» **Compiti richiesti**
A. Riscrivi in forma più breve il paragrafo della recensione che inizia con «Un racconto di formazione dichiarato», conservandone i fatti principali.
B. Estrai dalla recensione, parola per parola, tutto il passo che va da «Tratto dal romanzo» giù fino a «la sua immaginazione.».

» **Testo fornito**
──────────
Tratto dal romanzo di Per Patterson, Out Stealing Horses sembra, a una lettura superficiale, sulla linea di quei drammi sentimentali modello Nicholas Sparks quando in realtà è molto più asciutto. Certo, si mescolano più flashback; oltre quello principale del 1948, ci sono i frammenti della Resistenza del 1943 e del 1956. Ma quello principale entra con trasporto emotivo nella mente di Trond. La scena dei cavalli presi al volo, la doccia nudi sotto la pioggia con il padre. E la memoria si riattiva contemporaneamente anche da una prospettiva sonora: i rumori del fiume, degli alberi che vengono tagliati, l’arrivo del temporale. E le prime pulsioni di desiderio verso la madre di Lars. Della quale ci sono quasi dei dettagli soggettivi. Tra ciò che vede Trond e la sua immaginazione.

Un racconto di formazione dichiarato. Anche dalla citazione di David Copperfield di Charles Dickens. Magari un po’ troppo lungo. Soprattutto nella parte finale. Dove forse si avverte lo scarto tra la scrittura del romanzo e il suo adattamento. E non c’è stato il coraggio di tagliare abbastanza. Ma Molland conferma di essere un cineasta sensoriale. Capace di costruire il rapporto tra i personaggi anche da semplici giochi di sguardi. Proprio la contraddizione di un film che a tratti appare troppo parlato in un cineasta che avrebbe bisogno di pochissimi dialoghi. Resta però, incancellabile, quello che avvenne nel 1948. Fulmineo, pieno di rivelazioni. Tra tragedia e desiderio. Il suo ‘vento di passioni’ con la notevole prova di Stellan Skarsgård. Con un occhio forse verso Robert Redford regista.
──────────
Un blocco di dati

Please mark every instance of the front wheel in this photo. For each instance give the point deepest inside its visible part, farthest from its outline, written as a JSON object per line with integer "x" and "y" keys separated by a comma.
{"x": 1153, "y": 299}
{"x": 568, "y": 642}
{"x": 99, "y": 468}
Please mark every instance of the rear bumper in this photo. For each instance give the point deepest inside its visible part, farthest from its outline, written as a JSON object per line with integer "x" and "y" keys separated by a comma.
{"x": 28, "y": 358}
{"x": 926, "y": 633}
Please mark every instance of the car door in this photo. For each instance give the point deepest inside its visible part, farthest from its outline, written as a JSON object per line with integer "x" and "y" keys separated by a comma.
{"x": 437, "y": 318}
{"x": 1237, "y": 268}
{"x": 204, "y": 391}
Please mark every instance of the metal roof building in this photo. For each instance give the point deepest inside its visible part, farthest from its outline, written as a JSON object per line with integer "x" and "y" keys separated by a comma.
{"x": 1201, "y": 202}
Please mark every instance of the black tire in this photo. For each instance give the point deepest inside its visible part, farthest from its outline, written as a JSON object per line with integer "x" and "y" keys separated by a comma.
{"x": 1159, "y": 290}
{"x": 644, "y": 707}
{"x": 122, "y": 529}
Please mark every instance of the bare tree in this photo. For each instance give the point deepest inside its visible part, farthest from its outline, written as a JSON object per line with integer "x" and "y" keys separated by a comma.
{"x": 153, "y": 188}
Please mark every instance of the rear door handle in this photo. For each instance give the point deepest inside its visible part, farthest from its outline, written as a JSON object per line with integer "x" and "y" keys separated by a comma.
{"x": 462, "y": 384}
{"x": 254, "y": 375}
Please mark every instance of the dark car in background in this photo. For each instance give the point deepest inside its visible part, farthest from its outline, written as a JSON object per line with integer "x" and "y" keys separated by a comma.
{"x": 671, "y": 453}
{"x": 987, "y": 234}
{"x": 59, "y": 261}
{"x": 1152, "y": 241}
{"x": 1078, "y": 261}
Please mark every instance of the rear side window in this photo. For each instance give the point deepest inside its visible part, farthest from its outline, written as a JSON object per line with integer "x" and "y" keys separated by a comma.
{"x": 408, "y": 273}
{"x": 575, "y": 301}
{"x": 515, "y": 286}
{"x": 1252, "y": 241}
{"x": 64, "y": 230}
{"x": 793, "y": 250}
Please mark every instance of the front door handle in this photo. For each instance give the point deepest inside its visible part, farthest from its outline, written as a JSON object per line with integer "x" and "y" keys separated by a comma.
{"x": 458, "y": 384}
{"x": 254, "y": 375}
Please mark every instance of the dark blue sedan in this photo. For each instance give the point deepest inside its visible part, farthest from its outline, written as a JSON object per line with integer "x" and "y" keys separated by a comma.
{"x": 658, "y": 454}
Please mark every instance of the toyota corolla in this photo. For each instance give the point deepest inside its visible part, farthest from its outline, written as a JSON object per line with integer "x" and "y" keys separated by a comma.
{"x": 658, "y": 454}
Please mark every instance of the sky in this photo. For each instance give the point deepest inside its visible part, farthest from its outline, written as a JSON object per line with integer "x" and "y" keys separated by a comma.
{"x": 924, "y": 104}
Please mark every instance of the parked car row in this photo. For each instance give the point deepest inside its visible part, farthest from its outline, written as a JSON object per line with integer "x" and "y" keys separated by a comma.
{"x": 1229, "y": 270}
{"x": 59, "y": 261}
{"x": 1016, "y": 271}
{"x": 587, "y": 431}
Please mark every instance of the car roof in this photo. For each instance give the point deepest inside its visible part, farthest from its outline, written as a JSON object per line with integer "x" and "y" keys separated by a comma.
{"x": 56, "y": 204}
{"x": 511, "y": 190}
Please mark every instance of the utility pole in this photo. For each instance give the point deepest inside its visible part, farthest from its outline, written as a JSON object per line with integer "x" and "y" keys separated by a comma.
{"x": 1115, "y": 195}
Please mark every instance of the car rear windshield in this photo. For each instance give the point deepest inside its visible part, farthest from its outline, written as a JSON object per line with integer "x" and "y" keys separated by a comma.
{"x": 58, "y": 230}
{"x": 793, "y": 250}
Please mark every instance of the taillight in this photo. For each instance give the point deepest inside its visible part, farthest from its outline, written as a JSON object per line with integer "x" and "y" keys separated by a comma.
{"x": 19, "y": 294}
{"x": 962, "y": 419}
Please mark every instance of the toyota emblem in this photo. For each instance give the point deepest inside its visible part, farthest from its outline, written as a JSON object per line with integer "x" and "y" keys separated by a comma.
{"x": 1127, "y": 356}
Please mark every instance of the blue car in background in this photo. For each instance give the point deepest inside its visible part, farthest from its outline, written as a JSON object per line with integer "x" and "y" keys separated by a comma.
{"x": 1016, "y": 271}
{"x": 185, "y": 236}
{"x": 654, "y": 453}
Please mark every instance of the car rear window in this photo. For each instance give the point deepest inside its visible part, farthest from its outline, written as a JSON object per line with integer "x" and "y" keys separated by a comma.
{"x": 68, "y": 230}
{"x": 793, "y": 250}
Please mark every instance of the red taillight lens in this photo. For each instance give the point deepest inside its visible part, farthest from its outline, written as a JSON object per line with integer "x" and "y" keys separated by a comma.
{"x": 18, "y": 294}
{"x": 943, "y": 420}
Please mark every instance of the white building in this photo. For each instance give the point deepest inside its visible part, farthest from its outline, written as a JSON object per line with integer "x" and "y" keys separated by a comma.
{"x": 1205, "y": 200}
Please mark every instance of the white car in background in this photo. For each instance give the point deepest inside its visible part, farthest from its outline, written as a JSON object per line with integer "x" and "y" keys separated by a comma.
──────────
» **Elenco delle risposte**
A. Il film è un racconto di formazione dichiarato, come mostra anche la citazione di David Copperfield di Charles Dickens. Forse è un po' troppo lungo, soprattutto nel finale, dove si avverte lo scarto tra il romanzo e il suo adattamento e dove non si è avuto il coraggio di tagliare abbastanza. Molland si conferma comunque un cineasta sensoriale, capace di costruire il rapporto tra i personaggi anche solo con giochi di sguardi, benché il film appaia a tratti troppo parlato. Resta incancellabile ciò che avvenne nel 1948, fulmineo e pieno di rivelazioni, tra tragedia e desiderio. Spiccano la notevole prova di Stellan Skarsgård e forse un richiamo a Robert Redford regista.

B.
Tratto dal romanzo di Per Patterson, Out Stealing Horses sembra, a una lettura superficiale, sulla linea di quei drammi sentimentali modello Nicholas Sparks quando in realtà è molto più asciutto. Certo, si mescolano più flashback; oltre quello principale del 1948, ci sono i frammenti della Resistenza del 1943 e del 1956. Ma quello principale entra con trasporto emotivo nella mente di Trond. La scena dei cavalli presi al volo, la doccia nudi sotto la pioggia con il padre. E la memoria si riattiva contemporaneamente anche da una prospettiva sonora: i rumori del fiume, degli alberi che vengono tagliati, l’arrivo del temporale. E le prime pulsioni di desiderio verso la madre di Lars. Della quale ci sono quasi dei dettagli soggettivi. Tra ciò che vede Trond e la sua immaginazione.